Gegeven opdracht => Wie benoemde Kenneth Grant volgens de tekst over Lovecraft en Crowley na de dood van Crowley tot hoofd van de OTO in Groot-Brittannië? Geef alsjeblieft een kort antwoord.

Geciteerde passage =>
* * *
De ironie van dit alles is dat Lovecraft, die het bestaan van Crowley's goden en Blavatsky's mahatma's ontkende, zijn inspiratie uit dezelfde bron zou kunnen hebben gehaald.

Een belangrijke rode draad in de fictie van H.P. Lovecraft was een fictief grimoire, of boek over hekserij, genaamd het Necronomicon. Volgens de canon van Lovecraft werd dit boek in de achtste eeuw na Christus geschreven door de "Gekke Arabier" Abdul Alhazred (de bijnaam van Lovecrafts jeugd vanwege zijn liefde voor het boek 1001 Arabische Nachten). De inspiratie voor het verzonnen grimoire kwam wellicht in een droom bij Lovecraft op,[viii] en in zijn vele brieven aan vrienden en collega's moedigde hij anderen aan om het mysterieuze boek in hun werken te verwerken. Na verloop van tijd leidden verwijzingen naar de Necronomicon door een groeiend aantal auteurs die Lovecraftiaanse fictie creëerden, tot een groeiend geloof dat het boek in feite echt was. Veelzeggend is dat één van degenen die in het boek geloofden, de occultist Kenneth Grant was.

Grant was een Engelse ceremoniële magiër en een acoliet van Crowley, en hij diende als Crowley's persoonlijke secretaris tegen het einde van zijn leven. Na Crowley's dood werd Grant door Crowley's opvolger, Karl Germer, benoemd tot hoofd van de OTO in Groot-Brittannië. Echter, Grant's promotie van een buitenaardse "Sirius/Set stroming" in Crowley's werk maakte Germer woedend, die Grant uit de organisatie verbande wegens ketterij.[ix]

Lovecraft's fictie inspireerde tot enkele van Grant's vernieuwingen in de Thelema. Grant zei dat Lovecraft "zijn lugubere droomlezingen van de Necronomicon uit de nachtmerrie-ruimte haalde". In plaats van het Necronomicon aan Lovecraft's verbeelding toe te schrijven, beschouwde Grant dit als bewijs voor het bestaan van het boek als een astraal boek.[x] Bovendien geloofde Grant dat anderen, waaronder Crowley en Blavatsky, "een glimp hadden opgevangen van het Akasha Necronomicon"[xi] - een verwijzing naar de Akasha kronieken, een thesofistisch concept dat een verzameling beschrijft van alle menselijke gedachten, daden en emoties die op een ander niveau van de werkelijkheid bestaat en alleen toegankelijk is door middel van de juiste spirituele discipline.

Kenneth Grant was wellicht de eerste die de vreemde parallellen opmerkte tussen de geschriften van H.P. Lovecraft en Aleister Crowley. In The Dark Lord, een uitgebreide analyse van Grant's magische systeem en Lovecraft's invloed daarop, documenteerde onderzoeker en auteur Peter Levenda een aantal van deze gelijkenissen.

In 1907 was Crowley bezig met het schrijven van enkele van de werken die van fundamenteel belang werden voor de doctrines van Thelema, bekend als De Heilige Boeken. Deze omvatten Liber Liberi vel Lapidus Lazuli, Liber Cordis Cincti Serpente, en andere werken geschreven tussen 30 oktober en 1 november van dat jaar, en Liber Arcanorum en Liber Carcerorum, geschreven tussen 5 en 14 december van datzelfde jaar. Lovecraft zou hier niets van geweten hebben, want hij was slechts een zeventienjarige kluizenaar die thuis woonde in Angell Street in Providence, Rhode Island, en droomde van de sterren.
* * *
Vastgelegde gegevens =>

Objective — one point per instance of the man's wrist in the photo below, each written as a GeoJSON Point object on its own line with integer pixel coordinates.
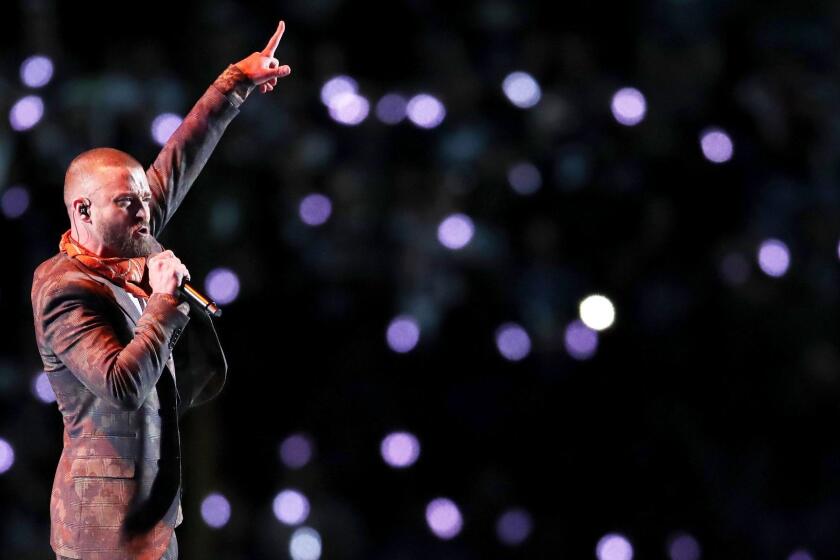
{"type": "Point", "coordinates": [234, 84]}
* * *
Antwoord op opdracht => Karl Germer, de opvolger van Crowley.